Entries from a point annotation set
>> Begin

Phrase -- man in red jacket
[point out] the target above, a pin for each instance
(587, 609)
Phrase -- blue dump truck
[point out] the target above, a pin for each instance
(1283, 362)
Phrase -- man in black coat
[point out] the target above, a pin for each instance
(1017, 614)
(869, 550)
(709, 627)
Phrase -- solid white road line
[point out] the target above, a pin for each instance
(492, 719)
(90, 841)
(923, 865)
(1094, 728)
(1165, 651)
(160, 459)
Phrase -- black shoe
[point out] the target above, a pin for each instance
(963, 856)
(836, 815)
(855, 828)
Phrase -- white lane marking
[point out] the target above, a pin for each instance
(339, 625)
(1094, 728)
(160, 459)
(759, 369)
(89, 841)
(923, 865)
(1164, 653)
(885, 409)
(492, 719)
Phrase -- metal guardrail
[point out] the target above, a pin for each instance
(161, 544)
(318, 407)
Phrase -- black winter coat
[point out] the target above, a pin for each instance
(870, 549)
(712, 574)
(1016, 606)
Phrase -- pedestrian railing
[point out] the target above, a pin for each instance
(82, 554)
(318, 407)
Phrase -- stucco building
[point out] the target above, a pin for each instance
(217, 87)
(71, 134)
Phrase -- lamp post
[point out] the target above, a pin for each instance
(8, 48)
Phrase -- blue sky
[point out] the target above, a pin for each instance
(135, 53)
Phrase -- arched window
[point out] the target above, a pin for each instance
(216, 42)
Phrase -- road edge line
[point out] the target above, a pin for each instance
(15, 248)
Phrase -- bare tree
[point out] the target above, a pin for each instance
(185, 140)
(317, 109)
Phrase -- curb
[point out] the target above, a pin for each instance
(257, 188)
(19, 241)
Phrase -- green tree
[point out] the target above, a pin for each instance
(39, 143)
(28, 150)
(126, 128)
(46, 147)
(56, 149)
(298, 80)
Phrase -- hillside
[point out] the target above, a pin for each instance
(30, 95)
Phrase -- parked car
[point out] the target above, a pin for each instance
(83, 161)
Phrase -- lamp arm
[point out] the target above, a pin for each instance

>> End

**WORK INSTRUCTIONS**
Return all of the items above, repeating each of their lines word for word.

**OUTPUT FOR THIS TASK**
Phrase -- man in red jacket
[point out] the target above, a pin for each instance
(587, 609)
Phrase -- blue dump truck
[point out] the target above, a pin for each instance
(1283, 362)
Phrase -- man in black coat
[point out] the target above, a pin for each instance
(1017, 614)
(869, 550)
(709, 627)
Phrase -- solid white road line
[point out] the target above, a pin for each instance
(492, 719)
(90, 841)
(923, 865)
(1094, 728)
(1165, 651)
(160, 459)
Phrase -- black shoe
[point out] the target above, a pin for each instance
(963, 856)
(836, 815)
(855, 828)
Phrase -- white lane marking
[point out] the target above, a pin for each instance
(339, 625)
(1094, 728)
(160, 459)
(759, 369)
(89, 841)
(923, 865)
(1164, 653)
(885, 409)
(492, 719)
Phrase -- metal guardrail
[point out] the target above, a pin for each instance
(161, 544)
(318, 407)
Phrase -- black winter coat
[point out] the target above, a pin for each instance
(870, 549)
(712, 574)
(1016, 606)
Phrase -- pedestrian railing
[point out] the target above, a pin for each instance
(82, 554)
(318, 407)
Phrase -- stucco building
[point out] the target above, a pin for each instance
(217, 87)
(71, 134)
Phrase -- lamp post
[point out] the target above, a pin for each instance
(8, 48)
Phrase -- blue sky
[point out] the target above, a pin for each instance
(135, 53)
Phrase -- arched window
[point out] the target above, a pin for each instance
(216, 42)
Phrase -- road edge line
[point out] the target above, a pin for each instance
(15, 248)
Phrase -- bare tree
[point out] the target above, a pin for each instance
(185, 140)
(317, 109)
Phrase -- curb
[point out] the target above, a pin for each instance
(257, 188)
(19, 241)
Phrase -- green tree
[point out] the target above, a pin for each instance
(39, 143)
(28, 150)
(126, 128)
(46, 147)
(56, 149)
(298, 80)
Phrase -- hillside
[point out] the target above, a pin for each instance
(30, 95)
Phrase -- parked car
[point out] the target above, a pin for each instance
(83, 161)
Phrase -- lamp arm
[point out] the target above, a pin for each instance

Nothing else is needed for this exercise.